_GIVEN PROBLEM_
Write out the listing below line for line, changing nothing.

_INPUT_

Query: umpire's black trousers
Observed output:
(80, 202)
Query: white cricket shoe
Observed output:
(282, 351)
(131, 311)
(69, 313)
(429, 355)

_FULL RESPONSE_
Query: umpire's black trousers
Observed output:
(80, 202)
Query: white cricket shoe
Observed output:
(282, 351)
(131, 311)
(69, 313)
(429, 355)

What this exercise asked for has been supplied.